Data extracted from a collection
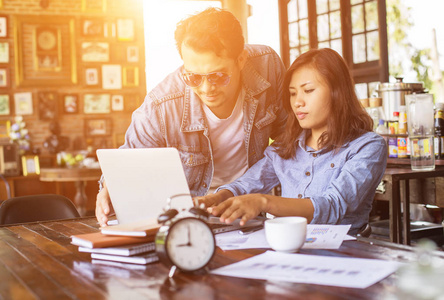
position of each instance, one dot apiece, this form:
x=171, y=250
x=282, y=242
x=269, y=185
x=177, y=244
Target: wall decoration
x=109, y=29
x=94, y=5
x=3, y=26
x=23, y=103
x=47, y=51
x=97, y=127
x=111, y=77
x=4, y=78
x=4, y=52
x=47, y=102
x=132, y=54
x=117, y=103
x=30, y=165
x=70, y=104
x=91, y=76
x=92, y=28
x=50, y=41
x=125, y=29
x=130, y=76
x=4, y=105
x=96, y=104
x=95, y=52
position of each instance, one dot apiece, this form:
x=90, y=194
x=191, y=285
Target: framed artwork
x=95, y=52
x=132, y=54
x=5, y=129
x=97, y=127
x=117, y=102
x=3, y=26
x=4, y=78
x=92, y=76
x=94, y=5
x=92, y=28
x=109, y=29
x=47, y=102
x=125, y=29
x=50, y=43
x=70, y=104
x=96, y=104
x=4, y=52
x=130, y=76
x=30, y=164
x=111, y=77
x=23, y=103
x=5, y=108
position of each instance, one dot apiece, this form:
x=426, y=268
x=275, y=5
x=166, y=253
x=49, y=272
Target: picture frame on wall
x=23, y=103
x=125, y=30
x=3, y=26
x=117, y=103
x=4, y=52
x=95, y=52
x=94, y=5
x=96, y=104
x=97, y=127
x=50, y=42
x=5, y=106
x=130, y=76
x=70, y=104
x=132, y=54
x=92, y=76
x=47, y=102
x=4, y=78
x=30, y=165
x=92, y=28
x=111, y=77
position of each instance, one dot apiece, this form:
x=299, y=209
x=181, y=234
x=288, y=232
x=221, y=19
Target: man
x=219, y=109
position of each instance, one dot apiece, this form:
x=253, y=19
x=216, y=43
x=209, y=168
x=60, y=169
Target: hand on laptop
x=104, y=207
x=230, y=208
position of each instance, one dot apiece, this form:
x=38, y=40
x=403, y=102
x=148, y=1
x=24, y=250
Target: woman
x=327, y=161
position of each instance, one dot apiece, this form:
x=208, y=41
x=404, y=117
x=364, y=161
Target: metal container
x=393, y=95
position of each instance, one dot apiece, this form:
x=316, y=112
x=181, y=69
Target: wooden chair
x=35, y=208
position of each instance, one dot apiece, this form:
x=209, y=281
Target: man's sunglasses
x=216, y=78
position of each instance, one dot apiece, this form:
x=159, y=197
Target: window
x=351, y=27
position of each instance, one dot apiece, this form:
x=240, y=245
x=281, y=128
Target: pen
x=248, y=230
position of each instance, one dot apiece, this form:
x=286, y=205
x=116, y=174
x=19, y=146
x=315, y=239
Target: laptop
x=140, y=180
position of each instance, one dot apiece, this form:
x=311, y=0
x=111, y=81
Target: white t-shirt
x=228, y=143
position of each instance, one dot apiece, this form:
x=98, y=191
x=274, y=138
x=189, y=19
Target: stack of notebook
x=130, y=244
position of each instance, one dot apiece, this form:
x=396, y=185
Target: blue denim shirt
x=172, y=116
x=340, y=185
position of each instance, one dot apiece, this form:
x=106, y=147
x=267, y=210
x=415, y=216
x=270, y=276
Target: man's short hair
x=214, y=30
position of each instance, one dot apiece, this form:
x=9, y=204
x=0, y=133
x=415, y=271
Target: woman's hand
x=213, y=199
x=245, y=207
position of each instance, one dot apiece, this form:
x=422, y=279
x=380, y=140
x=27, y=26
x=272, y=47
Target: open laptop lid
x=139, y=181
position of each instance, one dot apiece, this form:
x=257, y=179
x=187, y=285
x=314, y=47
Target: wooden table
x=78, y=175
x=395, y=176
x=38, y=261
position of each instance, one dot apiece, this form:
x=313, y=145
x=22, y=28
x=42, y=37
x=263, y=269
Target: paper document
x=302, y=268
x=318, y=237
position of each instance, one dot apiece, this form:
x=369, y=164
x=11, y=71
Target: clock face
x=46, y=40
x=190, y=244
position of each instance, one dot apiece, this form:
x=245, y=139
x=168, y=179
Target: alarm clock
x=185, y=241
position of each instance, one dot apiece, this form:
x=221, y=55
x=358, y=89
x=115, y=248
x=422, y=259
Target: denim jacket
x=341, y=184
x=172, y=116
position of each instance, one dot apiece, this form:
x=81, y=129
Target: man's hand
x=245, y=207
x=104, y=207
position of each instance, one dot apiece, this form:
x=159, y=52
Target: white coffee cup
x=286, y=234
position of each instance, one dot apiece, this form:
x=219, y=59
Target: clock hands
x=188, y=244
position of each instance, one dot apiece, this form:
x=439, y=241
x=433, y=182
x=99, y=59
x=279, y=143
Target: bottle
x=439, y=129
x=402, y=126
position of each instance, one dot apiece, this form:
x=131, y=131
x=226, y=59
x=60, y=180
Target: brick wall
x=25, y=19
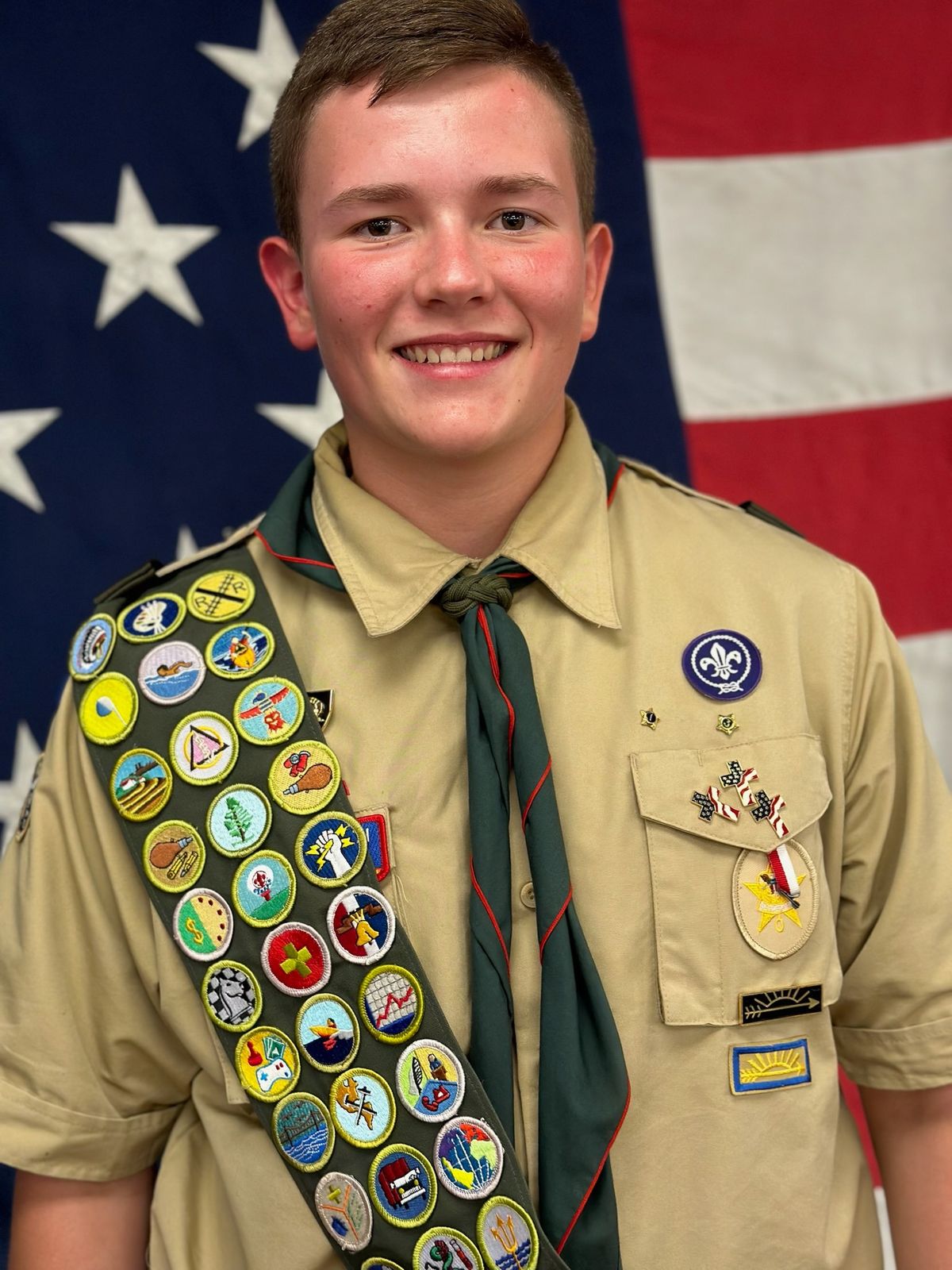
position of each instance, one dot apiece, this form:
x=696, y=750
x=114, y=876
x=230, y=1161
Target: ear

## WHAT TO WORK ON
Return all of the entries exactly as written, but drop any pictures they hold.

## SOLUTION TO THE PROBLEM
position of each instance, one dot apiece, this form:
x=171, y=250
x=282, y=242
x=269, y=185
x=177, y=244
Target: wall decoration
x=109, y=29
x=94, y=5
x=3, y=26
x=23, y=103
x=47, y=51
x=97, y=127
x=111, y=77
x=4, y=78
x=4, y=52
x=47, y=102
x=132, y=54
x=117, y=103
x=30, y=165
x=70, y=104
x=91, y=76
x=92, y=28
x=50, y=41
x=125, y=29
x=130, y=76
x=4, y=105
x=96, y=104
x=95, y=52
position of each instance, one dot apiece, this form:
x=90, y=194
x=191, y=285
Target: framed artwork
x=95, y=52
x=132, y=54
x=5, y=129
x=97, y=127
x=117, y=102
x=3, y=26
x=4, y=78
x=92, y=76
x=94, y=5
x=92, y=28
x=109, y=29
x=47, y=102
x=125, y=29
x=50, y=43
x=70, y=104
x=96, y=104
x=4, y=52
x=130, y=76
x=30, y=164
x=111, y=77
x=23, y=103
x=5, y=108
position of each instance, one dot apiece, this form:
x=426, y=268
x=275, y=5
x=166, y=253
x=49, y=272
Target: picture frame on wall
x=23, y=103
x=125, y=30
x=3, y=26
x=117, y=103
x=4, y=52
x=95, y=52
x=94, y=5
x=96, y=104
x=97, y=127
x=50, y=42
x=5, y=106
x=130, y=76
x=70, y=104
x=132, y=54
x=92, y=76
x=47, y=102
x=4, y=78
x=30, y=165
x=92, y=28
x=111, y=77
position of each instance, one dot apiece, this form:
x=299, y=209
x=181, y=234
x=288, y=232
x=221, y=19
Target: man
x=219, y=109
position of each instance, one dot apiece, this form:
x=253, y=19
x=216, y=43
x=209, y=168
x=60, y=169
Target: hand on laptop
x=104, y=207
x=230, y=208
position of each instance, one dot apiece, this form:
x=38, y=40
x=403, y=102
x=148, y=1
x=24, y=250
Target: woman
x=327, y=161
position of each instance, one dot apiece, this form:
x=208, y=41
x=404, y=117
x=364, y=161
Target: metal container
x=393, y=95
position of each instance, one dot apiece, this form:
x=316, y=112
x=181, y=69
Target: wooden chair
x=35, y=208
position of each instance, one dot apiece, this form:
x=209, y=281
Target: man's sunglasses
x=216, y=78
position of each instance, one dot apiece, this form:
x=159, y=197
Target: window
x=351, y=27
position of each instance, one dot apiece, this form:
x=240, y=245
x=281, y=128
Target: pen
x=248, y=230
position of each instance, one dot apiece, this form:
x=286, y=205
x=116, y=174
x=19, y=146
x=315, y=239
Target: laptop
x=140, y=180
position of each instance, one dot apiece, this form:
x=311, y=0
x=111, y=81
Target: white t-shirt
x=228, y=143
position of each instance, one dot apiece, this form:
x=98, y=191
x=274, y=138
x=189, y=19
Target: stack of notebook
x=130, y=244
position of each instance, one dot apiece, this form:
x=396, y=185
Target: blue denim shirt
x=172, y=116
x=340, y=185
position of each instance, one dot apiece, this form:
x=106, y=147
x=267, y=210
x=415, y=216
x=270, y=276
Target: man's short hair
x=214, y=30
position of each instance, one dot apiece, this form:
x=9, y=204
x=0, y=133
x=415, y=271
Target: woman's hand
x=213, y=199
x=245, y=207
position of each instance, one dot apiece, this form:
x=422, y=279
x=380, y=140
x=27, y=26
x=272, y=47
Target: open laptop lid
x=139, y=181
position of each instance, one dot apiece, this form:
x=257, y=179
x=187, y=285
x=314, y=47
Target: wooden table
x=78, y=175
x=395, y=176
x=38, y=261
position of each instance, one dot apiece, this form:
x=313, y=145
x=22, y=28
x=42, y=37
x=263, y=269
Target: paper document
x=302, y=268
x=318, y=237
position of each instance, one dot apiece, this form:
x=369, y=164
x=11, y=71
Target: clock face
x=46, y=40
x=190, y=244
position of each instance, one dot apiece, this form:
x=245, y=139
x=168, y=179
Target: alarm clock
x=185, y=241
position of each instance, one dot apiece, this form:
x=221, y=55
x=358, y=89
x=115, y=248
x=422, y=259
Target: denim jacket
x=341, y=184
x=172, y=116
position of each instance, one dot apiece, this form:
x=81, y=129
Target: man's hand
x=245, y=207
x=104, y=207
position of each instance, one dot apiece, this form:
x=159, y=52
Target: white coffee cup
x=286, y=234
position of each instance, one dot apiece, this form:
x=219, y=59
Target: clock hands
x=188, y=244
position of each instance, one dot apiece, this form:
x=439, y=241
x=433, y=182
x=99, y=59
x=279, y=143
Target: bottle
x=439, y=129
x=402, y=126
position of each instance, one dot apiece, this form:
x=131, y=131
x=226, y=59
x=60, y=180
Target: brick wall
x=25, y=19
position of each instance, one dot apiece, this form:
x=696, y=750
x=114, y=876
x=230, y=1161
Target: ear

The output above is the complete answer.